(Несколько строк)
******************************

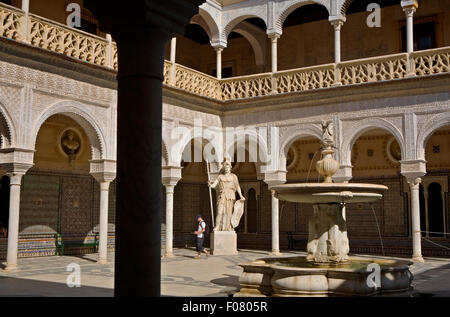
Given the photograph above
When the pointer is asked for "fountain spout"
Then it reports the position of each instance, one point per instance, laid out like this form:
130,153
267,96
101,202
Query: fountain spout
327,166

******************************

# ИСХОДНАЯ ЗАДАЧА
Представьте все строки выше в виде нумерованного списка, пропустив пустые. Изображения в ответ не включайте.

# ОТВЕТ НА ЗАДАНИЕ
1. Given the photograph above
2. When the pointer is asked for "fountain spout"
3. Then it reports the position of each instance, one point per instance, laid out like this form:
4. 130,153
5. 267,96
6. 101,202
7. Query: fountain spout
8. 327,166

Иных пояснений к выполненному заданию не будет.